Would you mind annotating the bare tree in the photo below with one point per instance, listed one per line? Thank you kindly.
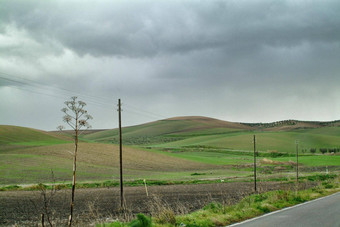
(77, 118)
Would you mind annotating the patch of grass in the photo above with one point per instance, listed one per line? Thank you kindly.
(216, 214)
(315, 160)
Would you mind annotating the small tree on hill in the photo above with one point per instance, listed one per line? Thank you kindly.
(77, 118)
(323, 150)
(313, 150)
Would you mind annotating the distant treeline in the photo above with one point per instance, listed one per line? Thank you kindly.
(323, 150)
(291, 122)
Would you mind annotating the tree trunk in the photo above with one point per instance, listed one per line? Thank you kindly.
(74, 177)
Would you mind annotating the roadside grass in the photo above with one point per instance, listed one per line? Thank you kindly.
(314, 160)
(221, 214)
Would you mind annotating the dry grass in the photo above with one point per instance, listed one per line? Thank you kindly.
(108, 155)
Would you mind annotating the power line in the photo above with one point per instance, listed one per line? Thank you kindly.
(106, 103)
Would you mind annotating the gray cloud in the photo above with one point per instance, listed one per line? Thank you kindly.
(216, 58)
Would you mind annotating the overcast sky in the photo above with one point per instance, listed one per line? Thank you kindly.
(243, 61)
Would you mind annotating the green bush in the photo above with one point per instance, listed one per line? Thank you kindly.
(141, 221)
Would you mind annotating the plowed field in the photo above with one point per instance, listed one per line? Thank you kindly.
(25, 207)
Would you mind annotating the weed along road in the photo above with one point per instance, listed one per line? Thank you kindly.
(320, 212)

----

Print the entries again exactly as they appear above. Do not print the pictures.

YOUR SOLUTION:
Would you mind annotating the bare tree in the photo below with one point per instance, listed one per line? Thank you kindly.
(77, 118)
Would you mind annotating the patch of grass in the photo above with one point per instance, listed one per line? Thank you kindly.
(216, 214)
(315, 160)
Would you mind annotating the small tree on hill in the photo above with one point per instance, listed one per line? Thank you kindly.
(77, 118)
(323, 150)
(313, 150)
Would you mind annotating the distant treeline in the photo above with one point per instance, listed one per line? Thank you kindly.
(323, 150)
(291, 122)
Would you mind annotating the tree trunk in the photo above with one point per instance, listed one per line? Thank you kindly.
(74, 177)
Would you mind annotating the roadside grass in the photo above with one point per instance, listed one per line? Thank you kindly.
(314, 160)
(221, 214)
Would you mind annotating the dry grass in the photo above with one point per instance, listed one per line? Thank you kindly.
(108, 155)
Would you mind annotating the power line in the photo above with one point per instance, listed one per line? Thank you kindly.
(106, 103)
Would you mind annotating the gray cloud in the photo above with one point per instance, listed one per line? Thank you kindly.
(216, 58)
Would you mind annotating the overcast sky in the photo above with one point per instance, listed one per line? Thank you kindly.
(243, 61)
Would you mind annotating the green bush in the photo above with one point per instance, listed one per line? Thank you kindly.
(141, 221)
Would you mind annotating the plowed field in the photo above with one point per instance, listed one per line? Thank you kindly.
(25, 207)
Would you mind annotating the weed along road in the photo above with one point per instance, listed one per line? Thank you kindly.
(320, 212)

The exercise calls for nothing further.